━━━━━ Lignes de données ━━━━━

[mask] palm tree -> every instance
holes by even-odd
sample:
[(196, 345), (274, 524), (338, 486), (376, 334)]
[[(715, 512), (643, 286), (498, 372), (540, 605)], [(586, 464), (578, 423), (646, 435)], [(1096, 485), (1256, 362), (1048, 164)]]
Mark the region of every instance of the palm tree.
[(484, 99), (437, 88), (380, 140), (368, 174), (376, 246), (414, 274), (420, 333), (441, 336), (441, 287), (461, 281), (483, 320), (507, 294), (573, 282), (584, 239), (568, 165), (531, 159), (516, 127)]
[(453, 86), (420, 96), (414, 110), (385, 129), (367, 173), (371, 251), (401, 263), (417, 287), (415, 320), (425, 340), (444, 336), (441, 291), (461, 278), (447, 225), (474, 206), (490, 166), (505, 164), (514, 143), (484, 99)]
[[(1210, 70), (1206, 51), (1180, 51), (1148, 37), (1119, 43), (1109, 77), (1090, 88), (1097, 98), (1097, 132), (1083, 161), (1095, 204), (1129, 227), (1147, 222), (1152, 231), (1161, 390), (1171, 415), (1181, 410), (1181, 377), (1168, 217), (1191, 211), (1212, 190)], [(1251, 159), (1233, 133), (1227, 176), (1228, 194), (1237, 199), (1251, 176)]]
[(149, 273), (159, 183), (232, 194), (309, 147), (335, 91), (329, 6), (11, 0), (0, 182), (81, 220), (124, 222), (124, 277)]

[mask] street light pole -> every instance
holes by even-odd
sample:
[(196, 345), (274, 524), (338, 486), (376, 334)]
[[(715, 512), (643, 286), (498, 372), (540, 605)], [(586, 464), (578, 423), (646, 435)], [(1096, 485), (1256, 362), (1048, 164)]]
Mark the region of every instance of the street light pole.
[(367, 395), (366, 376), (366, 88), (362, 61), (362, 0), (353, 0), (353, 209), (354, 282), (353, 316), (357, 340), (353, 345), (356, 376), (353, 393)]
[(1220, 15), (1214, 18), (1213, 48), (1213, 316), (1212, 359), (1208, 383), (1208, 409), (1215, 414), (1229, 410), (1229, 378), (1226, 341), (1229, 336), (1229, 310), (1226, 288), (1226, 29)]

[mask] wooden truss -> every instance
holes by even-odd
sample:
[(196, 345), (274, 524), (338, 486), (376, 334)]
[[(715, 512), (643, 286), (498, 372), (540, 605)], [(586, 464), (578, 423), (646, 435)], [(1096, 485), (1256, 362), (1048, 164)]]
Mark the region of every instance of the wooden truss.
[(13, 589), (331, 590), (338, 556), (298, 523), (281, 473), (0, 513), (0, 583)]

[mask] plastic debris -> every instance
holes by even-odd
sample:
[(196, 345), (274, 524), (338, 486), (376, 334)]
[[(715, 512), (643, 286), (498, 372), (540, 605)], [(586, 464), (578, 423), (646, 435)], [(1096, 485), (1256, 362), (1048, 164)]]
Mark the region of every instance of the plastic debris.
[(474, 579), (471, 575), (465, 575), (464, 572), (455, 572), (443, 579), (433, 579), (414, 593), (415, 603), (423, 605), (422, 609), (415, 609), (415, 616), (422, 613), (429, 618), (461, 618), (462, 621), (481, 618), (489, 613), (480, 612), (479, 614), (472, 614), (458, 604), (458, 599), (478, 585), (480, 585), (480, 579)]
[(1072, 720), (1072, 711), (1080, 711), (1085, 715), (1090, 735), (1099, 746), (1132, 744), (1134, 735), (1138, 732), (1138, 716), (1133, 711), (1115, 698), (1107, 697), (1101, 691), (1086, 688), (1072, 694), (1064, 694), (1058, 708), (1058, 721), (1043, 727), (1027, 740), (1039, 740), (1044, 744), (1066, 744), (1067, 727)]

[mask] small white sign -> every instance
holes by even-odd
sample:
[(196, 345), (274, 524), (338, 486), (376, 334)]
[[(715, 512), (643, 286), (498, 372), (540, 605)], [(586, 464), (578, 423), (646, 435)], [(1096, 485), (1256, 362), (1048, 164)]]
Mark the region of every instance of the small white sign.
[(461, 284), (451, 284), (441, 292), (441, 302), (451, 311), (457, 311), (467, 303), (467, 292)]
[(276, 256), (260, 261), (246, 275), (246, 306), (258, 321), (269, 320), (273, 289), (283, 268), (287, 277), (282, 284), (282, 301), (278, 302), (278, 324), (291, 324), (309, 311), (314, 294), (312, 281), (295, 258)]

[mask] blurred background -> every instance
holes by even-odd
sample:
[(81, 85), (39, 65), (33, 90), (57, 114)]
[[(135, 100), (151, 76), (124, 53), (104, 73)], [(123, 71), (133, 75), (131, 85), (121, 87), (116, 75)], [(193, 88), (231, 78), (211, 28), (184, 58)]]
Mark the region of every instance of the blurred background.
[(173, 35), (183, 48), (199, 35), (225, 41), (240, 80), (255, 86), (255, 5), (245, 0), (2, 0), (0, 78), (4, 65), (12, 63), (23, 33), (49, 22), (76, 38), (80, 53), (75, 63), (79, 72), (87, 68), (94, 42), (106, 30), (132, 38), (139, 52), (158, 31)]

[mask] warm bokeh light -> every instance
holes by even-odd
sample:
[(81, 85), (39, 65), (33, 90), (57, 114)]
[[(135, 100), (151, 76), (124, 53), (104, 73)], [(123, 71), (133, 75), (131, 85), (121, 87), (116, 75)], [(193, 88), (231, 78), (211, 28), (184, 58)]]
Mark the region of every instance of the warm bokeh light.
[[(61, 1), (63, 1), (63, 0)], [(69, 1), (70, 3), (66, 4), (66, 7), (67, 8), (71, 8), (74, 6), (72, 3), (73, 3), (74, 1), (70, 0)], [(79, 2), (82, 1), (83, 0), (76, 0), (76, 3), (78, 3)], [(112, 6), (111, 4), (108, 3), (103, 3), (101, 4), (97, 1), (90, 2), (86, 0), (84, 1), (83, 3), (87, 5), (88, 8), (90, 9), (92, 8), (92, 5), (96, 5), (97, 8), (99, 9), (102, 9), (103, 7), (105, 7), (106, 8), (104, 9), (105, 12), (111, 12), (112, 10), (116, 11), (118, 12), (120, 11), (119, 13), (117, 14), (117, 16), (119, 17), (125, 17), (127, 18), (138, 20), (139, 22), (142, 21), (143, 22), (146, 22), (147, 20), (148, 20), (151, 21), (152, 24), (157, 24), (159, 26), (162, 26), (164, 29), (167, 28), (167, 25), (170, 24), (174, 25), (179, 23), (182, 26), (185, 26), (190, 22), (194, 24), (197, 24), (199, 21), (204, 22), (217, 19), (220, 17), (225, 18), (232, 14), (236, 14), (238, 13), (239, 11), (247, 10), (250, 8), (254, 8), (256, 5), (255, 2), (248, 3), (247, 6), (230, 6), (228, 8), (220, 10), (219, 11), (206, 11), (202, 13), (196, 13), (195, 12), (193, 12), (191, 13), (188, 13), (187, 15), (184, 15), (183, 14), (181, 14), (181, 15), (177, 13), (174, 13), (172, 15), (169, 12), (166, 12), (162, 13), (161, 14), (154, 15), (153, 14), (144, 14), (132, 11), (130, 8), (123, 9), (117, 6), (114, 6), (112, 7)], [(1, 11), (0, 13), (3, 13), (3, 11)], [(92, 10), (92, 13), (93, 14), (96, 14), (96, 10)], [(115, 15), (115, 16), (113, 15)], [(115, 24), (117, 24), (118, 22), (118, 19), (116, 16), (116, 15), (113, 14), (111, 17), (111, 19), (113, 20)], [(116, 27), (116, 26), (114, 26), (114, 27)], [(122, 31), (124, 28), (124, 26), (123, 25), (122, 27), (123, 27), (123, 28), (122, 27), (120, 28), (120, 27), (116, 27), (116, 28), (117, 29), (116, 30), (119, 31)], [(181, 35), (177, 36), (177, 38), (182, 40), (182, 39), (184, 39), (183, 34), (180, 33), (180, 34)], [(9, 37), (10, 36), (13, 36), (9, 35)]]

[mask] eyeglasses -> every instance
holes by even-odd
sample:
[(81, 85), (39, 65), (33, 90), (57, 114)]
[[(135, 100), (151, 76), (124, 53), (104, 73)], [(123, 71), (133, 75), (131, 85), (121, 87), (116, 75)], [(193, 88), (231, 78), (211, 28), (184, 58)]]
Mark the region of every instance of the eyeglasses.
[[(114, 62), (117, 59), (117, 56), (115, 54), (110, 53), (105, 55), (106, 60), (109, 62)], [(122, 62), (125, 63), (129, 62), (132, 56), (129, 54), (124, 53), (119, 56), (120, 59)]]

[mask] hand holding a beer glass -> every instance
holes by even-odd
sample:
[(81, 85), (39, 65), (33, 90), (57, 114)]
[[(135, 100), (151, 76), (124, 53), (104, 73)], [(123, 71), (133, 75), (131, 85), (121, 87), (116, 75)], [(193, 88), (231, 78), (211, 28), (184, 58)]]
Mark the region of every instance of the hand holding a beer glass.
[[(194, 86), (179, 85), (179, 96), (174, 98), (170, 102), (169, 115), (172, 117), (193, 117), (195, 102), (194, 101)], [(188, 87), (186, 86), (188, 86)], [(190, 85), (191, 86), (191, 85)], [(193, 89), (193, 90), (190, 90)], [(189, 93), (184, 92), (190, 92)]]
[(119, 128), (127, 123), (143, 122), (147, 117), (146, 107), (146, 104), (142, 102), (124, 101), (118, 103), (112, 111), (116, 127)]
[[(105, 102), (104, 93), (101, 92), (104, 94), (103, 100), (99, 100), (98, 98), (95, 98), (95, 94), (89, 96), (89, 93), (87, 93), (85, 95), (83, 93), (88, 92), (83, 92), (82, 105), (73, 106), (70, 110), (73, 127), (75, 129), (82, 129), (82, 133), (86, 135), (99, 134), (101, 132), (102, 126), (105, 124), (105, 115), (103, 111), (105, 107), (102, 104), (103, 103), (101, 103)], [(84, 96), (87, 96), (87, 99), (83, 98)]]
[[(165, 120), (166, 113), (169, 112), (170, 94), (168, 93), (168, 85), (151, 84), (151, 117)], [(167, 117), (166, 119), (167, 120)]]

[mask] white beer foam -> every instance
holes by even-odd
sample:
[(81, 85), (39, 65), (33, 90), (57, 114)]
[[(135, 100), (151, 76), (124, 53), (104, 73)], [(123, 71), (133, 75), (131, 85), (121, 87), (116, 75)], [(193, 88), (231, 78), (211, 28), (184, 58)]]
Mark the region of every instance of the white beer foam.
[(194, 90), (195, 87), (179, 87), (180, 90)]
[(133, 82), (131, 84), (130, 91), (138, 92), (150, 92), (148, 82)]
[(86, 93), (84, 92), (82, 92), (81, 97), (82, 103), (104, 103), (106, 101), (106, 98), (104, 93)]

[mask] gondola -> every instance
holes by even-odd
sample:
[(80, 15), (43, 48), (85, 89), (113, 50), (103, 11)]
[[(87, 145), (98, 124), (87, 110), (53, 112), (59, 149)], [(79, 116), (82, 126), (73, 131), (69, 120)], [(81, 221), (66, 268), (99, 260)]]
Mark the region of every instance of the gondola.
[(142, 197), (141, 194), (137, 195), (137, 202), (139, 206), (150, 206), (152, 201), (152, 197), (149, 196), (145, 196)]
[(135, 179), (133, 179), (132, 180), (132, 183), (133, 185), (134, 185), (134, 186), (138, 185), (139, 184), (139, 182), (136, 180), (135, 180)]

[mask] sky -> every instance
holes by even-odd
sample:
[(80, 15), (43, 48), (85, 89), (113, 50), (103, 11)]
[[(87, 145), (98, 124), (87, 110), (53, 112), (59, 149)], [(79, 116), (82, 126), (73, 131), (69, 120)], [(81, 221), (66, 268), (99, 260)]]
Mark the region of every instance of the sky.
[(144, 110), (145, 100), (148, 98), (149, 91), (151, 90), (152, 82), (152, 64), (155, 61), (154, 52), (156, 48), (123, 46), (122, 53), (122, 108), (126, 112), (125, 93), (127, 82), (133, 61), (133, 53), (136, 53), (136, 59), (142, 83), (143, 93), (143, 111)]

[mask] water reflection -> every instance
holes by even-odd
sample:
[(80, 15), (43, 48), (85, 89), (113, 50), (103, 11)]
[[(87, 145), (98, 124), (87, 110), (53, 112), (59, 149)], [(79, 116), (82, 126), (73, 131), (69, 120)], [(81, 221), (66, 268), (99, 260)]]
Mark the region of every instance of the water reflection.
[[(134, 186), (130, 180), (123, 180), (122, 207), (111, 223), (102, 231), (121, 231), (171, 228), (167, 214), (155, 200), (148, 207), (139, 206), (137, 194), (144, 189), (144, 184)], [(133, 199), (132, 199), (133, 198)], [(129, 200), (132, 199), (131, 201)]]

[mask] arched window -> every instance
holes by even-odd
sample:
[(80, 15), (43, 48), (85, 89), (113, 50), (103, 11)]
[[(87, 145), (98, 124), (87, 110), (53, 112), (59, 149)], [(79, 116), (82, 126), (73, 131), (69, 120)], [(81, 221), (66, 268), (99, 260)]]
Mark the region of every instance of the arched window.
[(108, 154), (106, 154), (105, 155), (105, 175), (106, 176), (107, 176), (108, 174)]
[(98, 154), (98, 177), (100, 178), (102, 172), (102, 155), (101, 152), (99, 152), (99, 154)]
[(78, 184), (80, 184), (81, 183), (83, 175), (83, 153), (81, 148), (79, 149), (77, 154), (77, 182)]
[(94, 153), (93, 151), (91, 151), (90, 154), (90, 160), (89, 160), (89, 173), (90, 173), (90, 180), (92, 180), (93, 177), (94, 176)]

━━━━━

Consigne
Veuillez recopier les lignes, de celle qui contient « [mask] eyeglasses -> every instance » jusqu'à celle qui contient « 56), (120, 59)]] ». Substituez « sunglasses » à « eyeglasses » sans rien modifier d'autre.

Réponse finale
[mask] sunglasses -> every instance
holes by even-odd
sample:
[(81, 85), (39, 65), (33, 90), (57, 114)]
[[(135, 100), (151, 76), (124, 53), (104, 73)], [(123, 71), (133, 75), (131, 85), (121, 87), (116, 75)], [(193, 88), (231, 78), (211, 28), (184, 58)]]
Mark the region of every instance of the sunglasses.
[[(114, 62), (117, 59), (117, 56), (115, 54), (110, 53), (105, 55), (106, 60), (109, 62)], [(122, 62), (125, 63), (129, 62), (132, 56), (129, 54), (124, 53), (119, 56), (120, 59)]]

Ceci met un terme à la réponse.